Beschreibung der Aufgabe: Übernehmen Sie aus dem unten stehenden Textauszug zum EU-Vorschlag über die Sorgfaltspflicht von Unternehmen den Wortlaut von „Eine solche Debatte“ bis einschließlich „viele Ausnahmen enthält.“ unverändert.

Ausgewählter Textauszug:
Thomas Trier

24. Februar 2022

Was Sie über den Vorschlag für ein neues EU-Gesetz zur Sorgfaltspflicht im Bereich Menschenrechte und Umwelt wissen sollten

Mit ihrem jüngsten Vorschlag bezweckt die EU-Kommission, die gesetzliche Messlatte für die Sorgfaltspflicht im Bereich Menschenrechte und Umwelt anzuheben. Unser internationaler Experte für dieses Thema, Thomas Trier Hansen, erklärt, worum es dabei geht und warum Sie sich damit befassen sollten.

Von Thomas Trier Hansen
Am 23. Februar 2022 hat die EU-Kommission ihren lang erwarteten Vorschlag für eine EU-Richtlinie über die Sorgfaltspflicht von Unternehmen im Bereich Menschenrechte und Umwelt veröffentlicht, die Richtlinie über die Sorgfaltspflicht von Unternehmen im Hinblick auf Nachhaltigkeit. Noch handelt es sich dabei um einen Vorschlag, doch werden das EU-Parlament und die Mitgliedstaaten diesen Vorschlag im nächsten Schritt diskutieren und höchstwahrscheinlich Anpassungen vorschlagen.
Eine solche Debatte kann mehrere Jahren dauern, aber es ist wahrscheinlich, dass das Europäische Parlament versuchen wird, den Prozess vor Ende seiner Amtszeit im Jahr 2024 abzuschließen. Dieser Vorschlag ist ein Meilenstein in der Gesetzgebung, da es sich um die erste Initiative dieser Art handelt. Allerdings könnte er auch viele enttäuschen, da er zu wenig ehrgeizig ist und viele Ausnahmen enthält.

Vorliegende Zeilen:
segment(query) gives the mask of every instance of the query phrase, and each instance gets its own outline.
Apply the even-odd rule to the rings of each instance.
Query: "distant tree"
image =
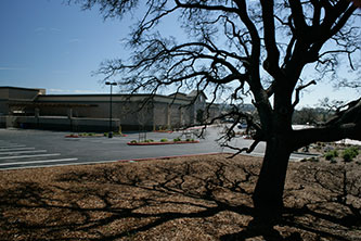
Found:
[[[138,14],[134,17],[139,22],[128,41],[133,55],[128,62],[104,62],[100,73],[105,79],[119,76],[119,85],[133,93],[156,93],[163,87],[173,87],[177,91],[204,90],[212,96],[211,102],[228,97],[234,107],[219,118],[246,118],[248,126],[256,129],[255,142],[238,148],[238,153],[252,152],[260,141],[267,142],[253,195],[262,215],[278,215],[283,207],[287,164],[294,150],[315,141],[346,137],[361,140],[360,99],[321,127],[292,127],[302,89],[321,79],[337,81],[339,65],[348,64],[351,71],[359,67],[360,18],[352,1],[73,1],[83,9],[99,5],[105,18]],[[177,36],[157,28],[162,20],[172,21],[172,15],[188,34],[186,41],[178,42]],[[172,29],[180,31],[177,26]],[[305,81],[310,69],[315,69],[313,80]],[[252,97],[259,123],[236,107],[245,94]]]
[[[311,124],[314,125],[318,122],[318,113],[312,107],[302,107],[299,111],[295,111],[293,116],[293,123],[294,124]]]

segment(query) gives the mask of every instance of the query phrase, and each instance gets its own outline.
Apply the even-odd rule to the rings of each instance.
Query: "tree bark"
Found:
[[[267,141],[266,154],[253,195],[256,212],[278,216],[283,208],[283,191],[291,151],[287,138],[274,136]]]

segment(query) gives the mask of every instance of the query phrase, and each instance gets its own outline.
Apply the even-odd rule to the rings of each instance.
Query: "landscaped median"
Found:
[[[129,145],[158,145],[158,144],[190,144],[190,143],[199,143],[198,140],[194,139],[186,139],[181,140],[180,138],[176,138],[172,141],[168,141],[168,139],[162,139],[160,141],[154,141],[152,139],[143,140],[143,141],[137,141],[132,140],[128,142]]]
[[[104,134],[94,134],[94,132],[81,132],[81,134],[69,134],[66,135],[66,138],[83,138],[83,137],[107,137],[108,132]],[[113,132],[114,137],[127,137],[127,135],[123,132]]]

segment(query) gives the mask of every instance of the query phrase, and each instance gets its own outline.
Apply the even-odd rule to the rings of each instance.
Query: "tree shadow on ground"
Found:
[[[299,168],[286,190],[285,212],[268,219],[252,206],[258,170],[259,163],[193,160],[101,165],[63,172],[47,185],[17,181],[0,189],[0,238],[297,241],[352,240],[359,233],[360,207],[354,203],[360,202],[361,186],[351,176],[345,186],[324,181],[337,168]],[[346,187],[346,200],[338,186]],[[324,191],[310,194],[312,187]]]

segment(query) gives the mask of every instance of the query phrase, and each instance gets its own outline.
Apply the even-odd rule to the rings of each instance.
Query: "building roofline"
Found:
[[[14,87],[14,86],[0,86],[0,89],[22,89],[22,90],[46,90],[46,88],[26,88],[26,87]]]

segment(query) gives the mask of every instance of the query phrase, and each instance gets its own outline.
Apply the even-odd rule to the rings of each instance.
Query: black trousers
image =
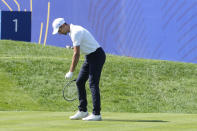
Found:
[[[79,95],[79,111],[87,111],[87,97],[85,83],[89,78],[89,86],[92,93],[93,102],[93,114],[100,115],[101,102],[100,102],[100,90],[99,81],[103,64],[105,63],[106,55],[103,49],[100,47],[95,52],[85,56],[85,61],[76,84]]]

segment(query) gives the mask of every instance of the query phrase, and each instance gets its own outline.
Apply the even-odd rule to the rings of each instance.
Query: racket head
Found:
[[[78,98],[76,79],[67,81],[63,88],[63,98],[66,101],[74,101]]]

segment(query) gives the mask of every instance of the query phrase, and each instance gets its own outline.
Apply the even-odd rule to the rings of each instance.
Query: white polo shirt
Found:
[[[100,47],[92,34],[81,26],[70,24],[69,35],[73,46],[80,46],[80,51],[86,55],[96,51]]]

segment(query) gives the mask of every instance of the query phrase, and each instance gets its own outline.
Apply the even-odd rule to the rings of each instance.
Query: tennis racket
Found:
[[[66,84],[63,88],[63,98],[67,101],[74,101],[78,97],[76,79],[66,81]]]

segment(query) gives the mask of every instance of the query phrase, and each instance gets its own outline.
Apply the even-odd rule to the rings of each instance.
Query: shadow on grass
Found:
[[[124,119],[103,119],[103,121],[114,121],[114,122],[169,122],[163,120],[124,120]]]

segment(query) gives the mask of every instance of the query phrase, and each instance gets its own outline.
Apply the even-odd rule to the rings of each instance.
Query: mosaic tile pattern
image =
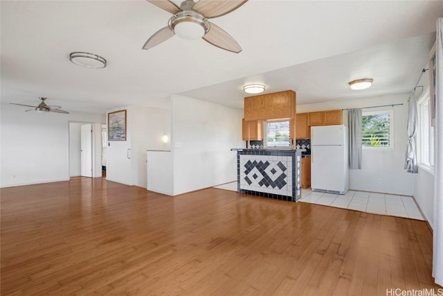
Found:
[[[301,153],[245,149],[237,152],[237,191],[287,201],[301,197]]]

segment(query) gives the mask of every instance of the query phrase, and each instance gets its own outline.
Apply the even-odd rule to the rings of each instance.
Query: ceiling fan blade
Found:
[[[145,45],[143,45],[143,47],[142,47],[142,49],[150,49],[156,45],[164,42],[174,35],[174,33],[172,32],[168,26],[161,28],[147,40]]]
[[[147,0],[149,3],[151,3],[156,6],[166,10],[168,12],[175,15],[180,10],[180,8],[175,5],[175,3],[169,0]]]
[[[67,111],[64,111],[61,109],[49,109],[48,111],[51,111],[51,112],[63,113],[65,114],[69,114],[69,112],[68,112]]]
[[[31,106],[30,105],[24,105],[24,104],[17,104],[15,103],[10,103],[10,104],[18,105],[19,106],[32,107],[33,108],[37,108],[37,106]]]
[[[61,109],[62,107],[60,106],[54,106],[53,105],[46,105],[46,107],[48,107],[49,109]]]
[[[193,7],[207,19],[221,17],[235,10],[248,0],[199,0]]]
[[[231,35],[214,24],[210,22],[210,29],[209,32],[203,36],[203,39],[204,39],[206,42],[210,43],[215,46],[232,51],[233,53],[238,53],[242,51],[242,46],[237,43],[237,41],[235,41]]]

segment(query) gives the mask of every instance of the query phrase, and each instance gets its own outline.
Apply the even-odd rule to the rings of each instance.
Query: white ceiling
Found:
[[[2,104],[46,96],[67,111],[104,112],[168,107],[172,94],[242,108],[247,82],[293,89],[298,104],[406,93],[426,66],[443,1],[249,0],[211,19],[242,46],[238,54],[177,36],[142,50],[170,17],[143,0],[3,0],[0,9]],[[107,67],[75,65],[73,51]],[[373,86],[349,89],[363,78]]]

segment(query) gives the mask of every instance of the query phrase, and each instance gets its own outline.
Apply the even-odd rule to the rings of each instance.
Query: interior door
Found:
[[[80,139],[80,175],[92,177],[92,124],[82,125]]]

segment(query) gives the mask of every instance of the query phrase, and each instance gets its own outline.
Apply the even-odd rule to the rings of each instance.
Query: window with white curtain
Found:
[[[266,121],[264,124],[264,134],[265,147],[291,147],[289,121]]]
[[[417,103],[418,115],[418,164],[433,172],[434,127],[431,124],[429,90],[424,92]]]
[[[361,140],[363,149],[393,148],[392,110],[361,112]]]

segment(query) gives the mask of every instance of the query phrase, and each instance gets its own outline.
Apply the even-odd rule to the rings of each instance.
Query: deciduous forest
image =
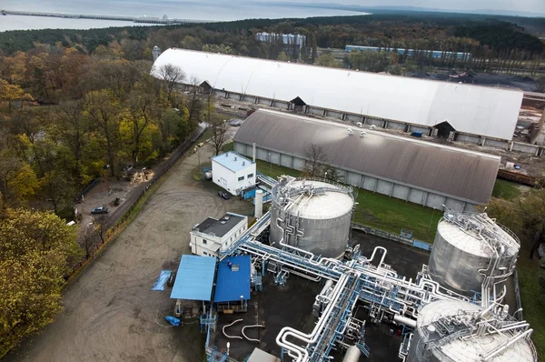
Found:
[[[307,44],[262,43],[262,31],[303,35]],[[96,177],[157,163],[210,119],[198,87],[176,86],[197,84],[183,65],[158,69],[163,81],[150,75],[154,45],[392,74],[534,75],[543,70],[543,19],[439,13],[0,33],[0,293],[9,296],[0,298],[0,357],[61,310],[68,266],[83,254],[65,225],[78,193]],[[362,52],[339,61],[328,51],[347,45],[416,55]]]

Lösung der Aufgabe:
Eine solche Debatte kann mehrere Jahren dauern, aber es ist wahrscheinlich, dass das Europäische Parlament versuchen wird, den Prozess vor Ende seiner Amtszeit im Jahr 2024 abzuschließen. Dieser Vorschlag ist ein Meilenstein in der Gesetzgebung, da es sich um die erste Initiative dieser Art handelt. Allerdings könnte er auch viele enttäuschen, da er zu wenig ehrgeizig ist und viele Ausnahmen enthält.